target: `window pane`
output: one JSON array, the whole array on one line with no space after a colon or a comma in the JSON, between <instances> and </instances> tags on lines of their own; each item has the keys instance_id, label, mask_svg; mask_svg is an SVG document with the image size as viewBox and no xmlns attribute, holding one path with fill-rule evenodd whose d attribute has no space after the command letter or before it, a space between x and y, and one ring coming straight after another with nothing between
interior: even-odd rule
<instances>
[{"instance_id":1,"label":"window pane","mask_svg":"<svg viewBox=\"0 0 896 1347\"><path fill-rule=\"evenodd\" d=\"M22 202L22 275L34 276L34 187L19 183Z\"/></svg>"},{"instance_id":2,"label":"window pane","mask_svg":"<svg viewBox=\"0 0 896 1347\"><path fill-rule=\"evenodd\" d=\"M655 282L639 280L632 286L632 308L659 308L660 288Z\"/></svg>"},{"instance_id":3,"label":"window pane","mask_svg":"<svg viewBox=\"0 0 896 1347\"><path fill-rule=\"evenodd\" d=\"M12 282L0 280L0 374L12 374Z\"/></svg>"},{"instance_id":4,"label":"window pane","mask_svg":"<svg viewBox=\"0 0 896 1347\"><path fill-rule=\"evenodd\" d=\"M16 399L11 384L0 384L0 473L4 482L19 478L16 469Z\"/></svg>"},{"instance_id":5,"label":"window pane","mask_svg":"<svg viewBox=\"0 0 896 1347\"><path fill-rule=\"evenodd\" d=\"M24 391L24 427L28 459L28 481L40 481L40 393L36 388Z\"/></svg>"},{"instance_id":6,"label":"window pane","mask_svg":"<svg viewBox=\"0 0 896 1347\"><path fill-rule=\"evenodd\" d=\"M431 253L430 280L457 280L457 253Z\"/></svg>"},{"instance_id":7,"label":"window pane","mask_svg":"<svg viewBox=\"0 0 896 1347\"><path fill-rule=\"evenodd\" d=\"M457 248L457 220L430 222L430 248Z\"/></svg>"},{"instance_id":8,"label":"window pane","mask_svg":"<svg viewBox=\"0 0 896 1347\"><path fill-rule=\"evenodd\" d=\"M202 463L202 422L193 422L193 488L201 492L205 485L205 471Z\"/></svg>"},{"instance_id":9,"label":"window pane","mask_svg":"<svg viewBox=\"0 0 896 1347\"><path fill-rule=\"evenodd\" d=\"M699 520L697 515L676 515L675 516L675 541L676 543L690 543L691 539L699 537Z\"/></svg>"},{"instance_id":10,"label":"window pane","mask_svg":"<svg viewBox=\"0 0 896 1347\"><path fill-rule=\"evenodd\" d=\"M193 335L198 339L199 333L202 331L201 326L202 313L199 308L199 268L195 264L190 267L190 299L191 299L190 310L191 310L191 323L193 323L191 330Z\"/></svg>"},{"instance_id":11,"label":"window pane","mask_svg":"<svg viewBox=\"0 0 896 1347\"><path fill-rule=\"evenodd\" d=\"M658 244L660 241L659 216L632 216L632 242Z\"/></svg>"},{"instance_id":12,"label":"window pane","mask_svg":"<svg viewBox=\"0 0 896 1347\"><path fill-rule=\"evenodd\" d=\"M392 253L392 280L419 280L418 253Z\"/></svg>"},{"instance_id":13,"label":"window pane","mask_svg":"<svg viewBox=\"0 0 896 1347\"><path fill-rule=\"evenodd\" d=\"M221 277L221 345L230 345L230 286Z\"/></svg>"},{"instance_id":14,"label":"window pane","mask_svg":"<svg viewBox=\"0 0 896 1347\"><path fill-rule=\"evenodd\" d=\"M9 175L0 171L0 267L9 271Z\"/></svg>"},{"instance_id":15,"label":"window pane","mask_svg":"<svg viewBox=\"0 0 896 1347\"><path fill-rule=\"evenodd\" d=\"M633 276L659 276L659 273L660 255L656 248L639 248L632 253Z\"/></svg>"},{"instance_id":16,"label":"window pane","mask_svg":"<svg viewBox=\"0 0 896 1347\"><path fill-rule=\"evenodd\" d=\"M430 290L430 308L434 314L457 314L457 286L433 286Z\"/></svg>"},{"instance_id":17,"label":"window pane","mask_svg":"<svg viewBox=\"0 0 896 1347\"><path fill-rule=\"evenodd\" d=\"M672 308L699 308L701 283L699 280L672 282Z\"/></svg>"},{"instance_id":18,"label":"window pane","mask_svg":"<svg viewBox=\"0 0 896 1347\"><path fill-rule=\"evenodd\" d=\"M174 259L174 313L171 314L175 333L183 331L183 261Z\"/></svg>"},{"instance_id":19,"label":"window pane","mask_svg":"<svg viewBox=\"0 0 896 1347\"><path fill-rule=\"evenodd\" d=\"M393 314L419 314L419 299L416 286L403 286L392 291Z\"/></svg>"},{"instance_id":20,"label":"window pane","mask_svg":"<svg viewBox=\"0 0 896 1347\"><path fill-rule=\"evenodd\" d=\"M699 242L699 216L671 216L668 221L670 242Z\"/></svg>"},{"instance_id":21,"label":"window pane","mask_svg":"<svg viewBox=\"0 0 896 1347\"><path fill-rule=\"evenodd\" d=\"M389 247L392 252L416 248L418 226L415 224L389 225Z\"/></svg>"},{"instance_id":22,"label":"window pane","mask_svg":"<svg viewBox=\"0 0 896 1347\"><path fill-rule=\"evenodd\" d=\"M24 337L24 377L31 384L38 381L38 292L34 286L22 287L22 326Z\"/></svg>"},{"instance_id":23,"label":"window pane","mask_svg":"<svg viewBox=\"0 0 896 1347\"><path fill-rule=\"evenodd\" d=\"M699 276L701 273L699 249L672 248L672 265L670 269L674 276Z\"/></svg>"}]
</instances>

════════

[WHAT IS EXPECTED] Extract the full listing and reproduce each line exactly.

[RESULT OF THE EXERCISE]
target: `window pane`
output: one JSON array, the whole array on one line with no space after a colon or a comma in the JSON, between <instances> and </instances> tags on lines of their own; each item has the keys instance_id, label, mask_svg; mask_svg is an SVG document with the image size as viewBox and no xmlns attribute, holding one path with fill-rule evenodd whose d attribute has no space after the command letter or before it, a space between x and y, and one ring coming straight after another with nothing between
interior: even-odd rule
<instances>
[{"instance_id":1,"label":"window pane","mask_svg":"<svg viewBox=\"0 0 896 1347\"><path fill-rule=\"evenodd\" d=\"M22 202L22 275L34 276L34 187L19 183Z\"/></svg>"},{"instance_id":2,"label":"window pane","mask_svg":"<svg viewBox=\"0 0 896 1347\"><path fill-rule=\"evenodd\" d=\"M655 282L639 280L632 286L632 308L659 308L660 288Z\"/></svg>"},{"instance_id":3,"label":"window pane","mask_svg":"<svg viewBox=\"0 0 896 1347\"><path fill-rule=\"evenodd\" d=\"M12 282L0 280L0 374L12 374Z\"/></svg>"},{"instance_id":4,"label":"window pane","mask_svg":"<svg viewBox=\"0 0 896 1347\"><path fill-rule=\"evenodd\" d=\"M16 399L11 384L0 384L0 473L4 482L19 478L16 469Z\"/></svg>"},{"instance_id":5,"label":"window pane","mask_svg":"<svg viewBox=\"0 0 896 1347\"><path fill-rule=\"evenodd\" d=\"M24 391L24 427L28 459L28 481L40 481L40 393L36 388Z\"/></svg>"},{"instance_id":6,"label":"window pane","mask_svg":"<svg viewBox=\"0 0 896 1347\"><path fill-rule=\"evenodd\" d=\"M431 253L430 280L457 280L457 253Z\"/></svg>"},{"instance_id":7,"label":"window pane","mask_svg":"<svg viewBox=\"0 0 896 1347\"><path fill-rule=\"evenodd\" d=\"M457 248L457 220L430 222L430 248Z\"/></svg>"},{"instance_id":8,"label":"window pane","mask_svg":"<svg viewBox=\"0 0 896 1347\"><path fill-rule=\"evenodd\" d=\"M202 463L202 422L193 422L193 488L201 492L205 485L205 471Z\"/></svg>"},{"instance_id":9,"label":"window pane","mask_svg":"<svg viewBox=\"0 0 896 1347\"><path fill-rule=\"evenodd\" d=\"M699 520L697 515L676 515L675 516L675 541L676 543L690 543L691 539L699 537Z\"/></svg>"},{"instance_id":10,"label":"window pane","mask_svg":"<svg viewBox=\"0 0 896 1347\"><path fill-rule=\"evenodd\" d=\"M193 335L198 339L199 333L202 331L201 326L202 313L199 308L199 268L195 264L190 267L190 299L191 299L190 310L191 310L191 323L193 323L191 330Z\"/></svg>"},{"instance_id":11,"label":"window pane","mask_svg":"<svg viewBox=\"0 0 896 1347\"><path fill-rule=\"evenodd\" d=\"M658 244L660 241L659 216L632 216L632 242Z\"/></svg>"},{"instance_id":12,"label":"window pane","mask_svg":"<svg viewBox=\"0 0 896 1347\"><path fill-rule=\"evenodd\" d=\"M392 253L392 280L419 280L418 253Z\"/></svg>"},{"instance_id":13,"label":"window pane","mask_svg":"<svg viewBox=\"0 0 896 1347\"><path fill-rule=\"evenodd\" d=\"M221 277L221 345L230 345L230 286Z\"/></svg>"},{"instance_id":14,"label":"window pane","mask_svg":"<svg viewBox=\"0 0 896 1347\"><path fill-rule=\"evenodd\" d=\"M9 175L0 171L0 267L9 271Z\"/></svg>"},{"instance_id":15,"label":"window pane","mask_svg":"<svg viewBox=\"0 0 896 1347\"><path fill-rule=\"evenodd\" d=\"M633 276L659 276L659 273L660 255L656 248L639 248L632 253Z\"/></svg>"},{"instance_id":16,"label":"window pane","mask_svg":"<svg viewBox=\"0 0 896 1347\"><path fill-rule=\"evenodd\" d=\"M430 290L430 308L434 314L457 314L457 286L433 286Z\"/></svg>"},{"instance_id":17,"label":"window pane","mask_svg":"<svg viewBox=\"0 0 896 1347\"><path fill-rule=\"evenodd\" d=\"M672 308L699 308L701 283L699 280L672 282Z\"/></svg>"},{"instance_id":18,"label":"window pane","mask_svg":"<svg viewBox=\"0 0 896 1347\"><path fill-rule=\"evenodd\" d=\"M174 259L174 313L171 314L175 333L183 331L183 261Z\"/></svg>"},{"instance_id":19,"label":"window pane","mask_svg":"<svg viewBox=\"0 0 896 1347\"><path fill-rule=\"evenodd\" d=\"M393 314L419 314L419 299L416 286L403 286L392 291Z\"/></svg>"},{"instance_id":20,"label":"window pane","mask_svg":"<svg viewBox=\"0 0 896 1347\"><path fill-rule=\"evenodd\" d=\"M699 242L699 216L671 216L668 221L670 242Z\"/></svg>"},{"instance_id":21,"label":"window pane","mask_svg":"<svg viewBox=\"0 0 896 1347\"><path fill-rule=\"evenodd\" d=\"M389 247L392 252L416 248L418 226L415 224L389 225Z\"/></svg>"},{"instance_id":22,"label":"window pane","mask_svg":"<svg viewBox=\"0 0 896 1347\"><path fill-rule=\"evenodd\" d=\"M24 337L24 377L31 384L38 381L38 292L34 286L22 287L22 326Z\"/></svg>"},{"instance_id":23,"label":"window pane","mask_svg":"<svg viewBox=\"0 0 896 1347\"><path fill-rule=\"evenodd\" d=\"M699 276L701 273L699 249L672 248L672 265L670 269L674 276Z\"/></svg>"}]
</instances>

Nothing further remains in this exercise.